Stated task: Please copy out every entry below word for word, line by line, changing nothing.

= = =

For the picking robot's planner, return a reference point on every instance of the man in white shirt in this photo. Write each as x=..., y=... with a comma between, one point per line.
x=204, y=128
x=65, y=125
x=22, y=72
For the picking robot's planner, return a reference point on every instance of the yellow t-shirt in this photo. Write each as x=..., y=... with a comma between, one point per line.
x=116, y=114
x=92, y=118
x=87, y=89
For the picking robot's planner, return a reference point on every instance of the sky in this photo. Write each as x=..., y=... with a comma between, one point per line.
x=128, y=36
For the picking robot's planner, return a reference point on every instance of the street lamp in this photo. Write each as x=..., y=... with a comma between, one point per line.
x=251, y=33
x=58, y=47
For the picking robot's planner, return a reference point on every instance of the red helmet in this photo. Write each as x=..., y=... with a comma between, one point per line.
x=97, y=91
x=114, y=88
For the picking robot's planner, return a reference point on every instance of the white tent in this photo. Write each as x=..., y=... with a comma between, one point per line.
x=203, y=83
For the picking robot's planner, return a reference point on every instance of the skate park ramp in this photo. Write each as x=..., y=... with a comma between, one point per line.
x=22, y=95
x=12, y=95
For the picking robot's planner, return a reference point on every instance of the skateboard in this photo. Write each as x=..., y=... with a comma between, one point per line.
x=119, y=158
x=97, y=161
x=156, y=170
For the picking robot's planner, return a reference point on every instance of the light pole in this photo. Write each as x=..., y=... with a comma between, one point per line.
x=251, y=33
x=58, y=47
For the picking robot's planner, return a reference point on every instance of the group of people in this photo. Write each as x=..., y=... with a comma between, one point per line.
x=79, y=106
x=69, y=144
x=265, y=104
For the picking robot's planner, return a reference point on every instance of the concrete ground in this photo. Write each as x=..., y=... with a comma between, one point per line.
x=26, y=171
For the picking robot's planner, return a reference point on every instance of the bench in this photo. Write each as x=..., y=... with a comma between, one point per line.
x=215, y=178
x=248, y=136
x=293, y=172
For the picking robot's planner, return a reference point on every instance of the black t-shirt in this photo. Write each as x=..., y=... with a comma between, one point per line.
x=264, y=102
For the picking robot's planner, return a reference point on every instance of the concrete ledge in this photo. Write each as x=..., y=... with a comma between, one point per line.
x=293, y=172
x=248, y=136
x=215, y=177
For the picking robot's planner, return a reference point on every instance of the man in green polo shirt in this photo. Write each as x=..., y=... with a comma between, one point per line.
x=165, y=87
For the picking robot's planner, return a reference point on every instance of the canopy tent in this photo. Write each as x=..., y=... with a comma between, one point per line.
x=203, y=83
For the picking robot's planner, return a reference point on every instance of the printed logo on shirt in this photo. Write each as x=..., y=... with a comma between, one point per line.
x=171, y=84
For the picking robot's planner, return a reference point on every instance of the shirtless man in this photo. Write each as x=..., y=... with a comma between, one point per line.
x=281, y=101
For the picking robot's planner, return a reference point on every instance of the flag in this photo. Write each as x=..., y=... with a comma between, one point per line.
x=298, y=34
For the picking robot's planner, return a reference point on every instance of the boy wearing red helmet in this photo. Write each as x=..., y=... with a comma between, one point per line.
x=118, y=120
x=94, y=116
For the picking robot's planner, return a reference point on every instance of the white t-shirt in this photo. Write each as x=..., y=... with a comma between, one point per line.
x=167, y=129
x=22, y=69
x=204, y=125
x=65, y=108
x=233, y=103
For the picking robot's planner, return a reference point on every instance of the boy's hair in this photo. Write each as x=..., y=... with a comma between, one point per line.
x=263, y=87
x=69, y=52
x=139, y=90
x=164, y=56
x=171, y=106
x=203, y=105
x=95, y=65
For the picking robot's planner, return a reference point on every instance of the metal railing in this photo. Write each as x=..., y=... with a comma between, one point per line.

= = =

Output of the task:
For the picking robot's planner, return a reference point on every instance of the man in white shirt in this photo. Write each as x=..., y=... with a comma between, one point per line.
x=204, y=128
x=65, y=125
x=22, y=72
For the picking robot's planner, return a reference point on every instance of the yellow t-shirt in this photo. Write each as x=..., y=... with a comma between, one point per line.
x=116, y=114
x=92, y=118
x=87, y=89
For the picking robot's planner, return a reference point on every instance of the sky in this photo. Write each as x=..., y=... with a comma between, one point per line.
x=128, y=36
For the picking robot's planner, return a reference point on every instance of the street lamp in this photo. Write each as x=..., y=... with a comma between, one point per line.
x=251, y=33
x=58, y=47
For the picking robot's planner, return a reference point on every instance of the red helmet in this photo. Write each as x=..., y=... with a comma between, one point per line.
x=97, y=91
x=114, y=88
For the picking robot's planner, return a reference point on every instance of the white tent in this photo. Write each as x=..., y=... with a comma between, one point per line.
x=203, y=83
For the picking robot's planner, return a reference point on every instance of the skate park ramp in this photo. Write each as x=..., y=... with a comma between, one point per line.
x=22, y=95
x=12, y=95
For the picking robot's planner, return a reference point on every instance of the skateboard in this photo. Write each as x=..., y=... with a comma between, one point per line.
x=119, y=158
x=97, y=161
x=156, y=170
For the picking robot's planner, return a reference point on every instance of the light pole in this photo. Write each as x=..., y=... with a comma between, one point per line.
x=251, y=33
x=58, y=47
For the picking robot's planner, return a reference point on every instance of the group of people in this photo. Write each as x=..., y=... with a comma between, one point per line.
x=79, y=106
x=69, y=144
x=265, y=104
For the picking robot's planner, return a reference point on every instance of the concrete ground in this photo. Write each as x=..., y=... with a comma between, one point per line.
x=26, y=171
For the picking robot's planner, return a reference point on every instance of the bench in this photo. Write each as x=..., y=... with a comma between, one point per line.
x=215, y=178
x=248, y=136
x=293, y=172
For the picking robot's planner, return a reference point on every instance of the black t-shirt in this photo. Write each as x=..., y=... with a comma between, one point per line.
x=264, y=102
For the picking robot's planner, return a reference point on every instance of the concrete ledge in this photo. Write each as x=..., y=... with a comma between, one point per line.
x=293, y=172
x=248, y=136
x=215, y=177
For the picking robot's planner, return a reference point on every instance of the man in green polo shirt in this photo. Write each as x=..., y=... with a comma between, one point per line.
x=165, y=87
For the picking robot's planner, return a reference point on every instance of the canopy tent in this photo. Write each as x=..., y=... with a comma between, one point per line.
x=203, y=83
For the picking robot's planner, return a reference point on every instance of the printed logo on shirt in this photo. Write each as x=..., y=... with a comma between, one point per line.
x=171, y=84
For the picking robot's planner, return a reference point on every instance of the shirtless man in this photo. Write each as x=..., y=... with a comma between, one point per line.
x=281, y=101
For the picking robot's planner, return a reference point on every instance of the flag in this photo. Write each as x=..., y=... with a comma between, one point per line.
x=298, y=34
For the picking robot's planner, return a reference point on every instance of the boy wearing red helmet in this photo. Write each as x=..., y=... with a comma between, one point per line.
x=118, y=120
x=94, y=116
For the picking robot's planner, return a reference point on every instance of the white t-shirt in this photo. Write each as x=..., y=... with a comma between, one point per line.
x=167, y=129
x=22, y=69
x=204, y=125
x=65, y=108
x=233, y=103
For the picking robot's planner, return a reference point on every instance of the boy's hair in this photo. Write each as x=..., y=... with a comma between, one point per line.
x=263, y=87
x=69, y=52
x=139, y=90
x=164, y=56
x=171, y=106
x=203, y=105
x=95, y=65
For the picking robot's planner, return a reference point on every instance of the metal railing in this photo. Write each as x=..., y=... with a comma between, one point per line.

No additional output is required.